> **GIVEN INSTRUCTION**: The data follows this line. Copy verbatim the line with "[mark] the small" and each line after it to the end.

[Named object pointing entries]
════════
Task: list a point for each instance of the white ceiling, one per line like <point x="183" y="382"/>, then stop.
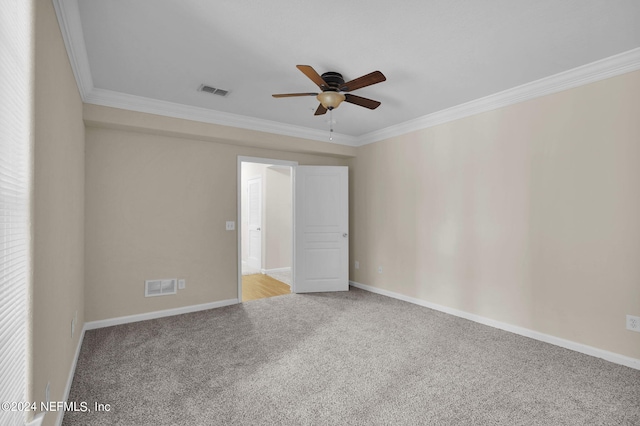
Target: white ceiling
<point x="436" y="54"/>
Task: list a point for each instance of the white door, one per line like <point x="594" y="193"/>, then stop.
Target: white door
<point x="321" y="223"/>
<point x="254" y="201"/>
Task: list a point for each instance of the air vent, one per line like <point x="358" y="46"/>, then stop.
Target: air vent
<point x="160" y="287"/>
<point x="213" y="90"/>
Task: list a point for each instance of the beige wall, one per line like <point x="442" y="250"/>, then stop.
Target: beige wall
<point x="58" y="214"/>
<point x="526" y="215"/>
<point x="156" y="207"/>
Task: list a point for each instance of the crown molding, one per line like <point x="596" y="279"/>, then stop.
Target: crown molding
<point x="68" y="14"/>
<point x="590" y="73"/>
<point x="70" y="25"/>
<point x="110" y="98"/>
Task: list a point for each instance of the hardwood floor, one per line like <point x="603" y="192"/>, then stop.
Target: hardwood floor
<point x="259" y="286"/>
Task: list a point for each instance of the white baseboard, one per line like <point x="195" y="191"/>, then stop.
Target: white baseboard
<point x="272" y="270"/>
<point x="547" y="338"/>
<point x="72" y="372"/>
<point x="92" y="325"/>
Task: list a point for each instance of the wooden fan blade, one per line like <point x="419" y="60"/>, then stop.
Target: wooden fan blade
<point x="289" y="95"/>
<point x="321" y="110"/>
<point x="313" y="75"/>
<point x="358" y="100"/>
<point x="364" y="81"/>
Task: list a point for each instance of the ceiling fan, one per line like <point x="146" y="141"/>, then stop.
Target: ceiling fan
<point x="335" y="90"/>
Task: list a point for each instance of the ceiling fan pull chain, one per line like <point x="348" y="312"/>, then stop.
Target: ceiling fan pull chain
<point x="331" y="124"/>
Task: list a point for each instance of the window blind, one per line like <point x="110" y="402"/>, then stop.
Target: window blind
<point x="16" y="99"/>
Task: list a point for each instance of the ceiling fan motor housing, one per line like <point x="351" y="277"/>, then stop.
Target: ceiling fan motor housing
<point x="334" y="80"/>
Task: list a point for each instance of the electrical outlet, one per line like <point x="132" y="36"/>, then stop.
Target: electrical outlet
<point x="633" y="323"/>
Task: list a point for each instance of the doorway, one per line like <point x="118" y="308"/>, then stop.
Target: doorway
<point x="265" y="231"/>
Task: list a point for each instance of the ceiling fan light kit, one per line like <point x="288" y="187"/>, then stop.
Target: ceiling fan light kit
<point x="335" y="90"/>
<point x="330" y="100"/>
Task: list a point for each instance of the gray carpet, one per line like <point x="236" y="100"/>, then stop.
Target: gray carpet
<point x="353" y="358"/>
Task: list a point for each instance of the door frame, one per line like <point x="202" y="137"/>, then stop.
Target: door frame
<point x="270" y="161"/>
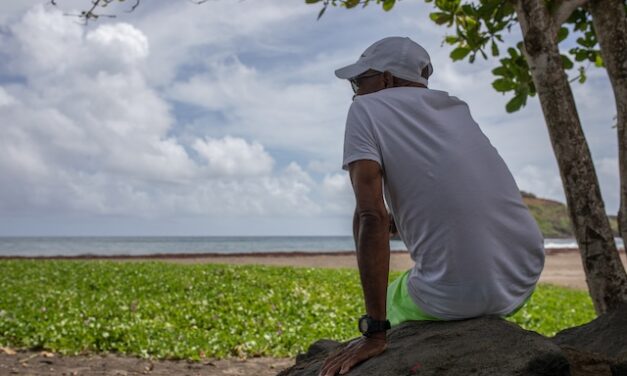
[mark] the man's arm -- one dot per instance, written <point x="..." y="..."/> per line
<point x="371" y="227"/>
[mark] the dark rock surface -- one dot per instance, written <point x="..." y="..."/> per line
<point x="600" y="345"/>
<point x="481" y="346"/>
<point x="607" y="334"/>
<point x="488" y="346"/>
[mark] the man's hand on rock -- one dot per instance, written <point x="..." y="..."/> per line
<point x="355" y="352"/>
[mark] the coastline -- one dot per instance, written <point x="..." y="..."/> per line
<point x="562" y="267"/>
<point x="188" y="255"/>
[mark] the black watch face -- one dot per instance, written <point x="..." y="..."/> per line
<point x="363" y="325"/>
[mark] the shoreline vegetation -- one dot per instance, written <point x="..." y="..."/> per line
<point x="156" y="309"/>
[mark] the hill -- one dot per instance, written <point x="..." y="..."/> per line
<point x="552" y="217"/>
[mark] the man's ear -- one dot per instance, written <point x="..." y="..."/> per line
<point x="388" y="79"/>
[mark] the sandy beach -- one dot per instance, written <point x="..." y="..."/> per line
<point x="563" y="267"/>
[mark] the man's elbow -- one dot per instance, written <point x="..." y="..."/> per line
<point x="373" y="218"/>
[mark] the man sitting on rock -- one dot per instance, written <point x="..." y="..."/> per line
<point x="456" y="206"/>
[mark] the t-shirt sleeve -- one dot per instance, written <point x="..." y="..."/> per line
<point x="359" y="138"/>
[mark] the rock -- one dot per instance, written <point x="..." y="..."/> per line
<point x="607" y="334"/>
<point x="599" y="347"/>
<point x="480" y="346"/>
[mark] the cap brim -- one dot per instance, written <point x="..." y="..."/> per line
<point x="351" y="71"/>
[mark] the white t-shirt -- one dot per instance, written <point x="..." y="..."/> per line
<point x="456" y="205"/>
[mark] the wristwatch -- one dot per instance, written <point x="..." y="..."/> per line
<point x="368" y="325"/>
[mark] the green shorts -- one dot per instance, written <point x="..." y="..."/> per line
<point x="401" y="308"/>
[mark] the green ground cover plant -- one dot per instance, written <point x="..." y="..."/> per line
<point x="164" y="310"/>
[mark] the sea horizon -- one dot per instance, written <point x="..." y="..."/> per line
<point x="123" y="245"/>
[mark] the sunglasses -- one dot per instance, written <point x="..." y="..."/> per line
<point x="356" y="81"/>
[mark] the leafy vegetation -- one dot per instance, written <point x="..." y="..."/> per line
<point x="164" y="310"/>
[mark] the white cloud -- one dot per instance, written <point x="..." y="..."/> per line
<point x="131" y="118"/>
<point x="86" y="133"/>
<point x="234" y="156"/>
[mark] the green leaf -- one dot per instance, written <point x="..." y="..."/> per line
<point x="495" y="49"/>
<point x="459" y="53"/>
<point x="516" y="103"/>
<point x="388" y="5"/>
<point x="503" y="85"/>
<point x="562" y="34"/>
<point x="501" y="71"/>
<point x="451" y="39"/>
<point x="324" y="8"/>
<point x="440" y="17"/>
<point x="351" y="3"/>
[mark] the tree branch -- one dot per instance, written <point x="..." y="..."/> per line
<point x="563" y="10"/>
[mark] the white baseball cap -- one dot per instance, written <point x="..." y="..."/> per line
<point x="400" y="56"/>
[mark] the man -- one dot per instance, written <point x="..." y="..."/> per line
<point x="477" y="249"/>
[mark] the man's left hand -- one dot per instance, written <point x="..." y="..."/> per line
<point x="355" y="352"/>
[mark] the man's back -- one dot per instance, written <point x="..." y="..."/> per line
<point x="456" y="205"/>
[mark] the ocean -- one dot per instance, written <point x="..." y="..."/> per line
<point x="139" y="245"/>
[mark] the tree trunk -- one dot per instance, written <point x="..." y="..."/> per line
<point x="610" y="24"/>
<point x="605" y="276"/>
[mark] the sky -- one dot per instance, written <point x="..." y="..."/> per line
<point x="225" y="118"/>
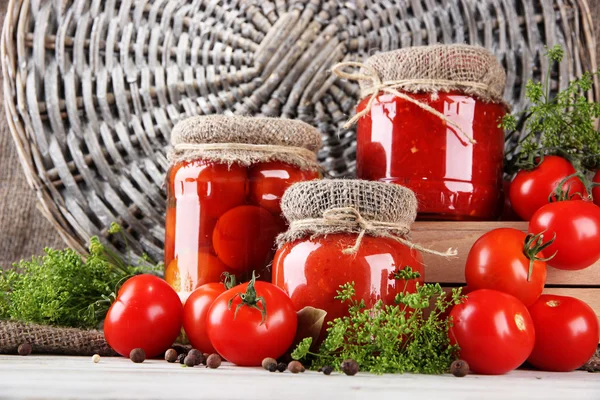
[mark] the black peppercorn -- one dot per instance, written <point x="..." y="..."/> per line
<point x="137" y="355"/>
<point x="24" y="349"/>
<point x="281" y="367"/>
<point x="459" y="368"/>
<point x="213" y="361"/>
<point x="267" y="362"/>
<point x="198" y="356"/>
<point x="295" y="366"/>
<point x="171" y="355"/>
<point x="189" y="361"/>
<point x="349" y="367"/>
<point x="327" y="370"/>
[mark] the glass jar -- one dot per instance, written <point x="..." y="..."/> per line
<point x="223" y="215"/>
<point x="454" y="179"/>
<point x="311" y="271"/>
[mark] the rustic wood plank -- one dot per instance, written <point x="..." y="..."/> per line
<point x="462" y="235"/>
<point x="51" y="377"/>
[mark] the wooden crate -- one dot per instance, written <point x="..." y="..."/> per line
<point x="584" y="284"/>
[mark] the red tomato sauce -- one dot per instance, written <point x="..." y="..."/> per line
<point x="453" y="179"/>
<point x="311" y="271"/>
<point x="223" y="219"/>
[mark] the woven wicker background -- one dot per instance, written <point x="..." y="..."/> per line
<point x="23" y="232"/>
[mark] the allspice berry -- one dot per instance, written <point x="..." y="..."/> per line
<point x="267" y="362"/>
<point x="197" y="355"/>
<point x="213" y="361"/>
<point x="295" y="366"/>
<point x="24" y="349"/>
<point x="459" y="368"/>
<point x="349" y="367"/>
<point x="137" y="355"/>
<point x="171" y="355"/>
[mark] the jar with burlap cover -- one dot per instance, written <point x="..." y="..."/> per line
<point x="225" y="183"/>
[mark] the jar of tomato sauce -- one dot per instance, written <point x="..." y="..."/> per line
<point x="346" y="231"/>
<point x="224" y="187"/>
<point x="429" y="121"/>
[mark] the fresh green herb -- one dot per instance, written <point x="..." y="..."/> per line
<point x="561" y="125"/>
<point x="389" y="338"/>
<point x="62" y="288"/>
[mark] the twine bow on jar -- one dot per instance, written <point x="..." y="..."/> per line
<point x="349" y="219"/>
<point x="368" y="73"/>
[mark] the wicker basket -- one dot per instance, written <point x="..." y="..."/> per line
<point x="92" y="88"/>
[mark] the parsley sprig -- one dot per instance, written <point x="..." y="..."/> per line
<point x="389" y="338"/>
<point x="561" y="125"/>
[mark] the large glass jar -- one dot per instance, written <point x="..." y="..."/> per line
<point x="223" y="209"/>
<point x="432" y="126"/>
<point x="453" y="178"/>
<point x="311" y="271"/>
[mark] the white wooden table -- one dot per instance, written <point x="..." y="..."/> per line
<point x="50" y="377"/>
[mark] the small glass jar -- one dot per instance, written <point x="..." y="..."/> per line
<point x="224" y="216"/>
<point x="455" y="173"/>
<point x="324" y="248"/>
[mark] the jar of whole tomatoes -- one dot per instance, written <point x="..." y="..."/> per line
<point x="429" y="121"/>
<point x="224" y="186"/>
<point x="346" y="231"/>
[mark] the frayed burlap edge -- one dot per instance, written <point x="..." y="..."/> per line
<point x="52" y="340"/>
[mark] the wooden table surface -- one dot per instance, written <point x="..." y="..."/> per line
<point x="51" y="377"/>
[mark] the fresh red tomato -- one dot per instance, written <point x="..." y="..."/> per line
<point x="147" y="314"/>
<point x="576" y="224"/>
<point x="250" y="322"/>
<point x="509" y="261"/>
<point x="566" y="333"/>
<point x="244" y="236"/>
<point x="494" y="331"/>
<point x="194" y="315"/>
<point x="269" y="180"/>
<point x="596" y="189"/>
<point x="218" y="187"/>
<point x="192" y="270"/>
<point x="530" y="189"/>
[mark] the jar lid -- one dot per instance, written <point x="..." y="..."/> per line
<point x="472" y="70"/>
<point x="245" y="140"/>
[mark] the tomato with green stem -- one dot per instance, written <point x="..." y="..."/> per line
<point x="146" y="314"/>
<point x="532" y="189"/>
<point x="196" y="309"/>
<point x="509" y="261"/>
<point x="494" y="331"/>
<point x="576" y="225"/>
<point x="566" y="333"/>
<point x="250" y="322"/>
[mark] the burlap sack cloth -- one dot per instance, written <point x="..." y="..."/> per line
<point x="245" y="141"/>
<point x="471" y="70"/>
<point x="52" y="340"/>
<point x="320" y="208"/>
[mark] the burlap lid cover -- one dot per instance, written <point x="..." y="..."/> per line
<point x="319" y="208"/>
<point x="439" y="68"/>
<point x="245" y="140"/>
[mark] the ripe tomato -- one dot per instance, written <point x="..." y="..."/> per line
════════
> **SOLUTION TO THIS TASK**:
[mark] the small glass jar -- one dot per instance, written <point x="..." y="..."/> per line
<point x="224" y="216"/>
<point x="455" y="173"/>
<point x="324" y="248"/>
[mark] the jar of whole tomatoes -- one dot per instance, written <point x="..." y="..."/> per line
<point x="429" y="121"/>
<point x="224" y="186"/>
<point x="346" y="231"/>
[mark] the frayed burlap edge -- one dot per instance, written <point x="..." y="..."/> per line
<point x="52" y="340"/>
[mark] the wooden table surface -- one dot per instance, written <point x="..." y="..."/> per line
<point x="51" y="377"/>
[mark] the fresh red tomato -- one dot per instance, written <point x="..." y="..."/> per line
<point x="147" y="314"/>
<point x="576" y="224"/>
<point x="250" y="322"/>
<point x="509" y="261"/>
<point x="566" y="333"/>
<point x="244" y="236"/>
<point x="494" y="331"/>
<point x="194" y="315"/>
<point x="269" y="180"/>
<point x="596" y="189"/>
<point x="218" y="187"/>
<point x="192" y="270"/>
<point x="530" y="189"/>
[mark] the jar lid -- one dot per instance, written <point x="..." y="..."/> per line
<point x="472" y="70"/>
<point x="245" y="140"/>
[mark] the tomato with green stem -- one dot per instance, written <point x="..." y="..."/> per line
<point x="146" y="314"/>
<point x="532" y="189"/>
<point x="196" y="309"/>
<point x="509" y="261"/>
<point x="494" y="331"/>
<point x="576" y="225"/>
<point x="566" y="333"/>
<point x="250" y="322"/>
[mark] the burlap sack cloth -- one dot per instance, written <point x="..." y="..."/> per line
<point x="245" y="141"/>
<point x="471" y="70"/>
<point x="52" y="340"/>
<point x="320" y="208"/>
[mark] the burlap lid cover -- one dot per instance, written <point x="..." y="..."/> per line
<point x="319" y="208"/>
<point x="439" y="68"/>
<point x="245" y="140"/>
[mark] the ripe tomato -- one dot per instance, written <point x="..." y="..."/> per line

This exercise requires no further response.